▶ **TUJUAN LATIHAN**
Tuliskan lanjutan tulisan tentang peringkat pendidikan Indonesia dan seleksi masuk perguruan tinggi negeri, dimulai tepat setelah kalimat terakhirnya.

▶ **TEKS BACAAN**
··········

Berdasarkan data yang diberikan oleh World Population Review, satu tahun ke belakang yaitu pada tahun 2021 lalu Indonesia masih berada di peringkat ke-54 dari total 78 negara yang masuk pemeringkatan tingkat pendidikan dunia. Walaupun Indonesia bertambah baik, karena pada tahun 2020 Indonesia berada di peringkat ke-55 dari 78 negara, namun jika kita bandingka dengan negara Asia Tenggara lainnya kita berada di posisi ke-4, dimana Singapura berada di peringkat ke-21, Malaysia berada di peringkat ke-38 dan Thailand di peringkat ke-46. 

Hal ini juga menjadi alasan, kita patut mempertanyakan apakah SNBT dan SNBP adalah solusi yang tepat untuk seleksi masuk perguruan tinggi negeri. Kenyataan mengenai posisi di atas tentu memunculkan tugas besar yang menjadi tanggung jawab berbagai pihak untuk memperbaiki sistem serta sebenarnya sudah kualitas pendidikan yang berlaku di Indonesia. Bukan perkara baru, hal ini menjadi sebenarnya sudah menjadi permasalahan yang disorot sejak lama agar mendapat pembenahan.

··········

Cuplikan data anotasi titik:
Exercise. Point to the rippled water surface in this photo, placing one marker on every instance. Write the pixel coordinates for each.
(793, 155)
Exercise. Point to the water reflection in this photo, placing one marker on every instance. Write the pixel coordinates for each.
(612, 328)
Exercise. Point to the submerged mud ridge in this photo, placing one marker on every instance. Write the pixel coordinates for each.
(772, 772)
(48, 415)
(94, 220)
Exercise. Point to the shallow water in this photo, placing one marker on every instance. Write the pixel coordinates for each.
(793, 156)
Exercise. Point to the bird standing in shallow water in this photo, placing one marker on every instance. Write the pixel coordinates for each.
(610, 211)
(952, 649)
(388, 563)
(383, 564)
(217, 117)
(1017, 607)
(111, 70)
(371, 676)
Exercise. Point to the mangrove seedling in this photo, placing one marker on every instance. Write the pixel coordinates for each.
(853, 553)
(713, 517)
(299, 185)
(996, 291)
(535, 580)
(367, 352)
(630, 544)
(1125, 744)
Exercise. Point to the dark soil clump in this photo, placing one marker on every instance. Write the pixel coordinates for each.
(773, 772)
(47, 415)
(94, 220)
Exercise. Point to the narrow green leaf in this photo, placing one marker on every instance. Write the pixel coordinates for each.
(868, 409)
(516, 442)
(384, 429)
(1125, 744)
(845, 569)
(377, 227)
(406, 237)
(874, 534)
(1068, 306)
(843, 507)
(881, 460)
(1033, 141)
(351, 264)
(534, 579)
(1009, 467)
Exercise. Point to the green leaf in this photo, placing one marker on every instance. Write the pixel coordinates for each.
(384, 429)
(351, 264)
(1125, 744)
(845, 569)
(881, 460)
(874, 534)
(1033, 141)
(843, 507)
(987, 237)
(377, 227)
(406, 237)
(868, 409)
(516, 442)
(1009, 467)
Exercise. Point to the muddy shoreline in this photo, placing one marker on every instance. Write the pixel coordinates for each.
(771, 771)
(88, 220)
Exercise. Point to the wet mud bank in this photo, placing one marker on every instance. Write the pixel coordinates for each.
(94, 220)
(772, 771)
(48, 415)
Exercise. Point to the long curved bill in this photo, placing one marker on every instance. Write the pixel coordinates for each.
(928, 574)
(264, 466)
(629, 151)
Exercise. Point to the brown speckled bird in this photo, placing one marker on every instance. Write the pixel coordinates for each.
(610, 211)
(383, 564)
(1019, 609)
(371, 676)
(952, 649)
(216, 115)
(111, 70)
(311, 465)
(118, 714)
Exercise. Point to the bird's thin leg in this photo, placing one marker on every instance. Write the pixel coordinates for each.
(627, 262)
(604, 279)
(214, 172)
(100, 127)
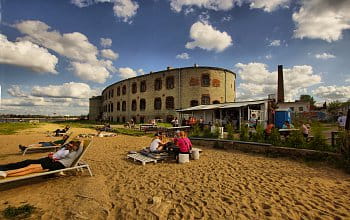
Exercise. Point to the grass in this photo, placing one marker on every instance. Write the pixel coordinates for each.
(20, 212)
(14, 127)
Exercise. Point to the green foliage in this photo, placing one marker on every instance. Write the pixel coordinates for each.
(259, 135)
(229, 129)
(296, 140)
(13, 127)
(195, 131)
(244, 133)
(21, 212)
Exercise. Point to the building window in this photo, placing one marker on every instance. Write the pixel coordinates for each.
(169, 102)
(124, 106)
(142, 104)
(205, 80)
(143, 86)
(194, 103)
(205, 100)
(157, 103)
(158, 84)
(134, 88)
(170, 80)
(133, 105)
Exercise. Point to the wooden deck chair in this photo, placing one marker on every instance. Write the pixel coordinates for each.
(55, 147)
(76, 165)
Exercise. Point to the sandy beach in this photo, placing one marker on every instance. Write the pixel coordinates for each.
(220, 185)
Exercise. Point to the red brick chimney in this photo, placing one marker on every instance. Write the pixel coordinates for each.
(280, 85)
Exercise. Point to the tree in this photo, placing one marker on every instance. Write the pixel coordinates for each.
(308, 98)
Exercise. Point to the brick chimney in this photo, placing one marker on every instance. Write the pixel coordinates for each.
(280, 85)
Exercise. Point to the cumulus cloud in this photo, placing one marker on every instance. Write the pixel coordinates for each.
(16, 91)
(333, 92)
(109, 54)
(183, 56)
(105, 42)
(26, 54)
(75, 46)
(127, 72)
(322, 19)
(275, 43)
(224, 5)
(258, 81)
(208, 38)
(66, 90)
(324, 56)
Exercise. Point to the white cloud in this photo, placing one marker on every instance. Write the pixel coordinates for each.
(66, 90)
(75, 46)
(325, 56)
(207, 37)
(109, 54)
(105, 42)
(16, 91)
(225, 5)
(125, 9)
(183, 56)
(87, 71)
(275, 43)
(269, 5)
(332, 92)
(322, 19)
(126, 72)
(258, 82)
(26, 54)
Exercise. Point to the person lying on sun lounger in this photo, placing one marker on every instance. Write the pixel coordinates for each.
(54, 161)
(45, 144)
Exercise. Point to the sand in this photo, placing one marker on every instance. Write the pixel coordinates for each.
(220, 185)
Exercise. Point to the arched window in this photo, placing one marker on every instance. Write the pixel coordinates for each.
(142, 104)
(134, 88)
(124, 106)
(157, 103)
(205, 100)
(169, 102)
(158, 84)
(133, 105)
(205, 80)
(194, 103)
(143, 86)
(170, 80)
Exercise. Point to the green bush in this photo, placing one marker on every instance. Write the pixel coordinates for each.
(244, 133)
(229, 129)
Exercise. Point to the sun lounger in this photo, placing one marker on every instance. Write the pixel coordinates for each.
(76, 165)
(55, 147)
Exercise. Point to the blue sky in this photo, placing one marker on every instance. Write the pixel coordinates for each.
(56, 54)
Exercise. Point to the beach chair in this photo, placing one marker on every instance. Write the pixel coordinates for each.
(40, 149)
(76, 165)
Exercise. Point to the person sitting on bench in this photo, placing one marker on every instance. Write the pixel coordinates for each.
(54, 161)
(46, 144)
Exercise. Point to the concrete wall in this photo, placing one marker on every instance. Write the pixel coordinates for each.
(187, 87)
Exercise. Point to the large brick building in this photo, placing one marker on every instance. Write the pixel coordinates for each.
(159, 94)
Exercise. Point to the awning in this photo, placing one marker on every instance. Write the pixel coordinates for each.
(222, 106)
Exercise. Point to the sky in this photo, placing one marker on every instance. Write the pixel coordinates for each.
(54, 55)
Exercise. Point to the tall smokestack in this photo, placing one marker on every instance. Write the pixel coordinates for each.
(280, 85)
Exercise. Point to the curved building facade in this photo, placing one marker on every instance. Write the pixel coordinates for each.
(159, 94)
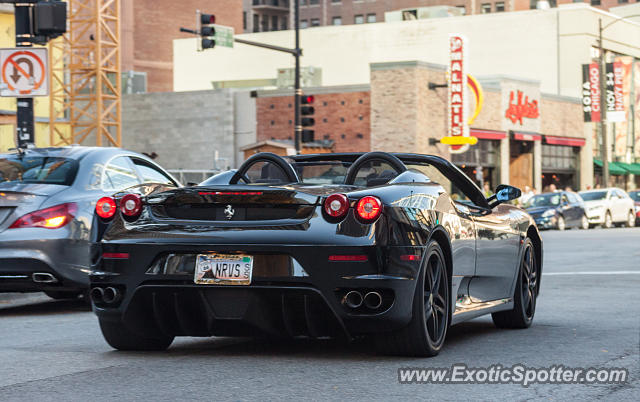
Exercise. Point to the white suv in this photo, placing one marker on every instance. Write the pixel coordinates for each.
(608, 206)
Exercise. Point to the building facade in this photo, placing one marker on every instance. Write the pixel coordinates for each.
(276, 15)
(403, 115)
(148, 28)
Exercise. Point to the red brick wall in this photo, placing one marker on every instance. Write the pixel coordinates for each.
(156, 24)
(275, 119)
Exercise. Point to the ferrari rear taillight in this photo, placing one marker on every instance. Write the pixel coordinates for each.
(369, 208)
(336, 205)
(131, 205)
(106, 207)
(49, 218)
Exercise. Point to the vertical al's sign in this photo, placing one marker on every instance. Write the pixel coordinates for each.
(457, 90)
(591, 92)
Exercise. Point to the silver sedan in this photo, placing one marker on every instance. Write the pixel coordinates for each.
(47, 201)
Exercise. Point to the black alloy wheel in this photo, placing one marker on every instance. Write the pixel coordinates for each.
(526, 293)
(431, 312)
(435, 299)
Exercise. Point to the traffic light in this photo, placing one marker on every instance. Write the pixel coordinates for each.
(306, 111)
(207, 31)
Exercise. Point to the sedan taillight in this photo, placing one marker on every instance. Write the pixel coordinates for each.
(49, 218)
(106, 207)
(336, 206)
(131, 205)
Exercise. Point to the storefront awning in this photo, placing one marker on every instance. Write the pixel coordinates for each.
(487, 134)
(630, 168)
(614, 169)
(567, 141)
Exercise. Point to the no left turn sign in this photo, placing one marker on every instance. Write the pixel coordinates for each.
(24, 72)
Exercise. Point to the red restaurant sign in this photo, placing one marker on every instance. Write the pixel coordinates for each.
(591, 92)
(457, 91)
(520, 106)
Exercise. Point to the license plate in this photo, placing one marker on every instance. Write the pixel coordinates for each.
(223, 269)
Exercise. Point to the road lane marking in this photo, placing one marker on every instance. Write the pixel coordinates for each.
(592, 273)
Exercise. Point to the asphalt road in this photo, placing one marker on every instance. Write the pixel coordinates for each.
(588, 316)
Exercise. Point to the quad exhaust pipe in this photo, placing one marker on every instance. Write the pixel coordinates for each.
(373, 300)
(353, 299)
(43, 277)
(109, 295)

··········

▶ **HASIL TUGAS**
Lantas apa yang kurang dalam sistem pendidikan kita. Menurut Budi Trikoroyanto, dalam keterangan yang dipublikasikan oleh DW, mengungkapkan jika sebenarnya ada beberapa hal utama yang perlu mendapat perubahan besar dari pendidikan di tanah air, yaitu dari segi kualitas pengajar serta sistem pendidikan itu sendiri yang dirasa masih terlalu membelenggu dengan paham lama. Selain itu, kurikulum di Indoneaia masih bersifat baku dan teoritis, sehingga masih adanya batasan dalam kreativitas siswa. Apresiasi moral yang juga masih sangat kurang.

 Sistem pendidikan Indonesia memerlukan  adanya perubahan yang terstruktur dan tidak terburu-buru. Kita harus dapat membenahi dari hal paling kecil dalam sistem pendidikan, sebelum berangkat ke yang lebih tinggi. Pertana kita harus melihat apakah sistem pada tingkat pendidikan dasar kita sudah baik? Pada dasarnya tingkat pendidikan dasar kita, yakni SD/MI/ Sederajat masih banyak yang keliru dengan tujuannya. Pada tingkat dasar ini kita memerlukan sistem yang lebih berorientasi pada moral dan motorik peserta didik. 

Selanjutnya pada tingkat menengah, yakni SMP/MTs/Sederajat dan SMA/SMK/MA/Sederajat barulah kita membentuk pola pikir mereka agar dapat berorientasi pada kemampuan kognitif dan kecakapan mereka. Yang terakhir pada tingkat tinggi yakni Peguruan Tinggi.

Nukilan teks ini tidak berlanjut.